→ Exercise requirements
Return every line below exactly, without dropping any.

→ Data section
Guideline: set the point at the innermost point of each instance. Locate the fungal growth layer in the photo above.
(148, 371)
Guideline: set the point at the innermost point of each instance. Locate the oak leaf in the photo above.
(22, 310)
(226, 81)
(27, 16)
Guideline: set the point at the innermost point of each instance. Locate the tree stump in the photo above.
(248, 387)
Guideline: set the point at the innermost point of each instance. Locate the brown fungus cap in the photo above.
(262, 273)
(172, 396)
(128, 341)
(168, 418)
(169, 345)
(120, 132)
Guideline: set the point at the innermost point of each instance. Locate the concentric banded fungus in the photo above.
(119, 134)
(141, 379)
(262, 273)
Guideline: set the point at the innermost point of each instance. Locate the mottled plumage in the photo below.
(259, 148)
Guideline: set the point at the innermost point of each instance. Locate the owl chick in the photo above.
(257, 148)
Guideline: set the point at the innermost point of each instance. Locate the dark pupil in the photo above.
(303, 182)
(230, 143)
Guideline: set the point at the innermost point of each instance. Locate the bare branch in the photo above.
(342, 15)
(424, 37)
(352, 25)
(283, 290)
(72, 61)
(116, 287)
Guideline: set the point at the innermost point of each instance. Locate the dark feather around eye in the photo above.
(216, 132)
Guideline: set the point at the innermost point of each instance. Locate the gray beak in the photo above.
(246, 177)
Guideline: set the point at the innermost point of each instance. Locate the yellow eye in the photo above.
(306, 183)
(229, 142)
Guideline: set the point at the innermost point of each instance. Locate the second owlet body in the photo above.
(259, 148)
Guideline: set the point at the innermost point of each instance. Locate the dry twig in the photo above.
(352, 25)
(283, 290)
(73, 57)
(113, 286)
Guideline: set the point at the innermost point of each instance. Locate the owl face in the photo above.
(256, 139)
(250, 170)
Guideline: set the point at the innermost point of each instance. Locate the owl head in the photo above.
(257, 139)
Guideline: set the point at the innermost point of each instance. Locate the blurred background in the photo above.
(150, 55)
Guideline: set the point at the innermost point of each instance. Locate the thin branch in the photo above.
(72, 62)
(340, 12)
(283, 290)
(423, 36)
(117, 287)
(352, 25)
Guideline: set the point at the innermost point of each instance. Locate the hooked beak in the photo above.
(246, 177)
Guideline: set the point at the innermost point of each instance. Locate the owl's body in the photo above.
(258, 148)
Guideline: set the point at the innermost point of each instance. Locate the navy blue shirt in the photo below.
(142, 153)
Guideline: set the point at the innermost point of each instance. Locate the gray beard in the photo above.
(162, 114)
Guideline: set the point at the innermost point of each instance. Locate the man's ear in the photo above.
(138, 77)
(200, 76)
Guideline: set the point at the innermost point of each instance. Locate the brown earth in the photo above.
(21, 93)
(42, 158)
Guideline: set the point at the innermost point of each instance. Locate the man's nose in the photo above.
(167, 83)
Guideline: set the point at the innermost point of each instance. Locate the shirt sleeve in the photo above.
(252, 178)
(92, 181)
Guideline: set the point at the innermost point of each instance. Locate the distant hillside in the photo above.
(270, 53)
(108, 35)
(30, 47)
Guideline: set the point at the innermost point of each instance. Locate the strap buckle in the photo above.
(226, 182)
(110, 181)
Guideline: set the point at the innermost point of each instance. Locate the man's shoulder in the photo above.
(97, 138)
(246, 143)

→ Answer to this problem
Guideline: set the point at the innermost point of each instance. Locate the fungal growth layer in the photo above.
(148, 371)
Guideline: set the point at the innermost point of each instance. Locate the oak leaf in the photo above.
(22, 310)
(226, 81)
(27, 16)
Guideline: set the point at the innermost point of each instance. Locate the tree stump in the photo above.
(248, 387)
Guideline: set the point at the innermost point of each instance. Locate the brown fungus cap in the photo above.
(262, 273)
(172, 396)
(128, 341)
(168, 418)
(169, 345)
(120, 132)
Guideline: set the point at the innermost point of each instance. Locate the concentric banded fungus in the photo above.
(119, 134)
(141, 379)
(262, 273)
Guideline: set the point at the innermost point of each instance. Locate the mottled plumage in the photo below.
(259, 148)
Guideline: set the point at the innermost point of each instance. Locate the owl chick in the photo above.
(257, 148)
Guideline: set the point at the innermost point of each instance. Locate the dark pupil in the photo above.
(303, 182)
(230, 143)
Guideline: set the point at the innermost point of each instance. Locate the bare branch in the photo above.
(342, 15)
(424, 37)
(352, 25)
(283, 290)
(72, 61)
(116, 287)
Guideline: set the point at the innermost point of each instance. Locate the dark feather around eye in the photo above.
(216, 132)
Guideline: set the point at the innermost point of each instance. Locate the gray beak in the photo above.
(246, 177)
Guideline: set the point at the innermost point of each instance. Locate the yellow eye in the photo above.
(306, 183)
(229, 142)
Guideline: set the point at the innermost point of each instance. Locate the second owlet body in the photo above.
(259, 148)
Guideline: set the point at the innermost point of each instance. Locate the dry twig in the photo above.
(352, 25)
(283, 290)
(73, 57)
(113, 286)
Guideline: set the point at the innermost point of each instance. Locate the owl face in the photo above.
(256, 139)
(250, 170)
Guideline: set the point at the innermost point of each instance. Locate the owl head in the photo above.
(257, 139)
Guideline: set the point at the innermost point of each instance. Locate the blurred background in the photo above.
(150, 55)
Guideline: set the point at the innermost point of each instance. Locate the thin branch in the photo above.
(72, 62)
(340, 12)
(283, 290)
(423, 36)
(117, 287)
(352, 25)
Guideline: set the point at the innermost point of each instance. Locate the hooked beak in the photo above.
(246, 177)
Guideline: set the point at the innermost point of each instance. Locate the owl's body in the photo above.
(258, 148)
Guideline: set the point at the innermost point of each instance. Locate the navy blue shirt in the photo below.
(142, 153)
Guideline: set the point at the innermost point of each instance. Locate the gray beard in the photo above.
(162, 114)
Guideline: set the point at the innermost point of each instance. Locate the man's ear in the photo above.
(138, 77)
(200, 76)
Guideline: set the point at the innermost point of each instance. Locate the brown earth in the photo above.
(21, 93)
(42, 158)
Guideline: set the point at the innermost point of each instance. Locate the man's nose in the photo above.
(167, 83)
Guideline: set the point at the innermost point of each instance. Locate the shirt sleeve in the photo above.
(252, 178)
(92, 181)
Guideline: set the point at the innermost point of each instance. Locate the distant hillside in the photo above.
(270, 53)
(108, 35)
(30, 47)
Guideline: set the point at the innermost point of each instance. Locate the strap buckle in the photo above.
(226, 182)
(110, 181)
Guideline: set the point at the innermost point of each instance. Locate the man's shoulder in the photo above.
(97, 138)
(246, 143)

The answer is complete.